Exercise brief -
Below are some records; copy each line in them that contains "cactus".

Records for the exercise -
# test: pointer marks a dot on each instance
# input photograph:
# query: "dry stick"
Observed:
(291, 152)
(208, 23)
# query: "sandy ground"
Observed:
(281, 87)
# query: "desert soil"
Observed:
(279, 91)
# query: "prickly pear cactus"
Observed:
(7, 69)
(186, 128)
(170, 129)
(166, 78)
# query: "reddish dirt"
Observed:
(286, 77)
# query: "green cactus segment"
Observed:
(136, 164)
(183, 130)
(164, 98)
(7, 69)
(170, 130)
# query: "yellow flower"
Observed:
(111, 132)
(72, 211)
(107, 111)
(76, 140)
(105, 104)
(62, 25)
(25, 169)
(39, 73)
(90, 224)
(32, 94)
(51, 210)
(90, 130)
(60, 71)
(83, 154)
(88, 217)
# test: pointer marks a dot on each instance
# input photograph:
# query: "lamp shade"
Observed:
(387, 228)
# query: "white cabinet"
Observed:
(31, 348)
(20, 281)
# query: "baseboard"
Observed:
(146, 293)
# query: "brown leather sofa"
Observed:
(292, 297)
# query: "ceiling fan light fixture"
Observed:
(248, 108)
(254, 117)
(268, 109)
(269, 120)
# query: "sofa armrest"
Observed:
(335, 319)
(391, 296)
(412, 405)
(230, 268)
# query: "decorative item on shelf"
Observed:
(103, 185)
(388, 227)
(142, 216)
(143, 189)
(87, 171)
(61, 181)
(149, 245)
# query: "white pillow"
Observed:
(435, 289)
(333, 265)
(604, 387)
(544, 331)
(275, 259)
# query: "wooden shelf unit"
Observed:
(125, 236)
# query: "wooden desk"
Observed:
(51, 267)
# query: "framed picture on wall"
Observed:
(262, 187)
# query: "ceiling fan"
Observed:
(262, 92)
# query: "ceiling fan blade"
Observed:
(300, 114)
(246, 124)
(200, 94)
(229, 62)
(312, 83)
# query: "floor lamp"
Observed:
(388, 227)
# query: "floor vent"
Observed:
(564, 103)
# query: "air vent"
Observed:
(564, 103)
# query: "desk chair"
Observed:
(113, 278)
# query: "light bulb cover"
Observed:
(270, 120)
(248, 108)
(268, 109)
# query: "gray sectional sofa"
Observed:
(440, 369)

==

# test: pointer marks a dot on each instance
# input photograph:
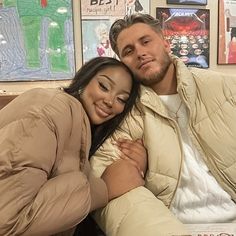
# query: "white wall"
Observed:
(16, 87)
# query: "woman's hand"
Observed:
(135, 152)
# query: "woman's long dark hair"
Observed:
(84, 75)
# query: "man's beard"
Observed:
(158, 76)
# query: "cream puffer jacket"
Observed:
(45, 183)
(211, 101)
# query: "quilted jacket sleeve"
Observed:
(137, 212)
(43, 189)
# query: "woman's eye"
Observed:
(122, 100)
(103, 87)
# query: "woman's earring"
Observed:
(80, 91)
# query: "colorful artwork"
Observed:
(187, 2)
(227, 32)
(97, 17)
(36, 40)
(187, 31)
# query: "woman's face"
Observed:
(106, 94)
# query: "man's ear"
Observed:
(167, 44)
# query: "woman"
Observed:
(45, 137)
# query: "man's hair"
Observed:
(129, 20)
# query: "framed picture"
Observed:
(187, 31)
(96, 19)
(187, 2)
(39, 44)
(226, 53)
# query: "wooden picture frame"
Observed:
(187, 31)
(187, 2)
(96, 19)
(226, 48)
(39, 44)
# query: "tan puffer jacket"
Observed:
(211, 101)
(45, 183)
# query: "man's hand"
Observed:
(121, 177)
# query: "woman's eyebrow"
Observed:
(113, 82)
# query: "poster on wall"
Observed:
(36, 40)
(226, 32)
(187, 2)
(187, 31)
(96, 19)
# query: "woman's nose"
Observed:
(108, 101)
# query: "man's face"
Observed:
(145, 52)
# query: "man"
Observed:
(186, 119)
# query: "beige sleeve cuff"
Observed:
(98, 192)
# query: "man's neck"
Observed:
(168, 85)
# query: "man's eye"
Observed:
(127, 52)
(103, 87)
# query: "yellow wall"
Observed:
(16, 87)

Answer space -
# query: "prickly pear cactus"
# query: "green cactus segment"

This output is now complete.